→ **Text section**
───

US20140183290A1

US20140183290A1 - Super Pulverizer

Info

Publication number: US20140183290A1
Application number: US13/732,386
Authority: US
Inventors: Hanping Xiao
Original assignee: Individual
Current assignee: Individual
Priority date: 2013-01-01
Filing date: 2013-01-01
Publication date: 2014-07-03

Abstract

A mechanical pulverizer adopts multi-stage high-speed rotating turbine and special design structure to achieve ultrafine or nano pulverization. As shown in the figures, the mechanical pulverizer comprises: base plate (1), bearing seats (2 and 3), main shaft (4), motor base (5), main motor (6), casing (7 and 7′), three-stage turbine blisks (8, 9 and 10), multi-surface curved turbine blades (11 and 11′), gear rings with large-angle curved gears (12 and 12′), suspended shearing device (13 and 13′), built-in, unpowered and replaceable grading plates, (14 and 15), feeding inlets (16 and 17), spiral feeder (18), discharge outlet (19), residuals outlet (20), nanometer filter cloth material collecting bin (21), screw rod for casing-opening (22), handle for casing-opening (23), self-pressurized automatic-control liquid nitrogen cooling device (24), and liquid nitrogen conveying pipes (25).

Description

BACKGROUND OF THE INVENTION

This invention applies to superfine and Nanometer pulverization of all kinds of materials in powder industry, such as all kinds of precious metal, nonmetal mineral substances, plant fiber, industrial chemicals and so on.
It is generally known that the traditional pulverizing machines, such as ball pulverizer, Raymond mill, fan mill, airflow crasher, are functioning by the principles of gravity grind, weight striking or high pressure airflow impacting to acquire superfine powder, they must have independent grading system, induced draft fan system, while airflow pulverizer even needs an independent high pressure gas generation and storage system. The major shortfalls of these traditional pulverizers usually make them poor efficient, high energy consumption, pollution from grinder surface worn residuals, and low level performance in pulverization. In consequence, the high cost on both equipment purchasing and production process impedes them to be largely used in many different fields. Nowadays, most of traditional and similar rotor pulverizers are designed with one stage rotor (single cavity structure). And the rotor adopts connection between unilateral bearing and motor shaft to make up arm support structure. Such kind of structure restrains the possible design of high speed rotation and greater rotor diameter due to its lack of stability in its structure design. As there is only one working cavity, it results in frequent occurrence with low production and poor performance in pulverization.

SUMMARY OF THE INVENTION

On premise of intensive study on the shortfalls of traditional polverizers, this “Super Pulverizer” takes the aerodynamics principle in its design. It adopts multistage high speed revolution turbine and special design structure to realize the purpose of superfine or nanometer crush from mechanical method. The multistage high speed revolution turbine itself produces multistage strong cyclone and high multiple eddy clash effect to form high pressure cyclone troposphere under the high speed revolution. In high pressure cyclone troposphere, material particle produces strong inertia collision. Different material particles produce mutual transition of motion energy to accelerate material particles' inertia collision movement. It avoids defects of low effect, high energy consumption, pollution from grinder surface worn residual, high production cost, unrealized scale production from traditional pulverizer which are rely on gravity grind, weight striking and independent gradation.

───

→ **Items from a data source**

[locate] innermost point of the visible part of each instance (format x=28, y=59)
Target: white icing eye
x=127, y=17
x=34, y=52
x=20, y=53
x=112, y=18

───

→ **Written request**
In the patent page, rewrite the part that opens with the words "Description" and closes with "chemicals and so on.", changing "plant fiber" to "wood fiber". Work only from the patent page.

→ **Exercise result**
Description

BACKGROUND OF THE INVENTION

This invention applies to superfine and Nanometer pulverization of all kinds of materials in powder industry, such as all kinds of precious metal, nonmetal mineral substances, wood fiber, industrial chemicals and so on.